» Consegna 1
Riscrivi in forma più breve il paragrafo che comincia con "Che cosa sarebbe successo" nel brano sulle origini del cristianesimo, conservandone i fatti principali.
» Consegna 2
Scrivi il seguito del brano sulle origini del cristianesimo e su Il Regno, partendo subito dopo la sua ultima frase.

Che cosa sarebbe successo se Ponzio Pilato non avesse ceduto alle pretese del Sinedrio di Gerusalemme di condannare Gesù alla crocifissione, data la libertà di culto di cui godevano le province dell’Impero Romano? Il cristianesimo sarebbe rimasto una setta scissionista dell’ebraismo, o sarebbe comunque assurto a religione dominante, con all’attivo circa due miliardi di fedeli, più o meno militanti? Per quale motivo questa e non un’altra setta è arrivata a coprire un ruolo così importante nella vita del comune uomo occidentale? Una risposta sicura a tali domande potrebbe risultare forzata, se non stucchevole, ma (e anzi, soprattutto per questo motivo) le origini del Cristianesimo sono da sempre fonte inesauribile di materiale letterario,  ed è proprio su questo tema che Il Regno, di Emmanuel Carrère, pone le basi della sua narrazione.

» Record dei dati

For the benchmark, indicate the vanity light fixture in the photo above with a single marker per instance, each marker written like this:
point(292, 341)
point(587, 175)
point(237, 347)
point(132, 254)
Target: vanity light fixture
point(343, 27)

» Risposta corretta 1
Il paragrafo si chiede che cosa sarebbe accaduto se Ponzio Pilato non avesse ceduto al Sinedrio di Gerusalemme, che voleva Gesù crocifisso, date la libertà di culto delle province dell'Impero Romano. In quel caso il cristianesimo sarebbe rimasto una setta scissionista dell'ebraismo, oppure sarebbe diventato comunque la religione dominante, con circa due miliardi di fedeli? E perché proprio questa setta ha assunto un ruolo così importante nella vita dell'uomo occidentale comune? Una risposta sicura sarebbe forzata. Proprio per questo le origini del cristianesimo sono da sempre una fonte inesauribile di materiale letterario, e su questo tema Il Regno di Emmanuel Carrère fonda la sua narrazione.

» Risposta corretta 2
Una narrazione particolare, perché Gesù, che a ben vedere dovrebbe esserne il protagonista, assume un ruolo di comparsa, apparendo sempre in maniera indiretta, introdotto dai racconti dei personaggi; la necessità di Carrère di stare al contempo dentro e fuori dalle quinte della narrazione, la volontà di immedesimarsi in ciò che scrive, lo spingono a dare risalto a personaggi più romanzeschi, contraddittori, che non detengono la parola del Signore ma che si muovono sulla scena ora fieri e sprezzanti, ora goffi e quasi meschini, più somiglianti alla realtà quotidiana di quanto Dio potrebbe mai essere. I due protagonisti dell’indagine dell’autore, autentici compagni di sventure, sono l’apostolo Paolo e l’evangelista Luca.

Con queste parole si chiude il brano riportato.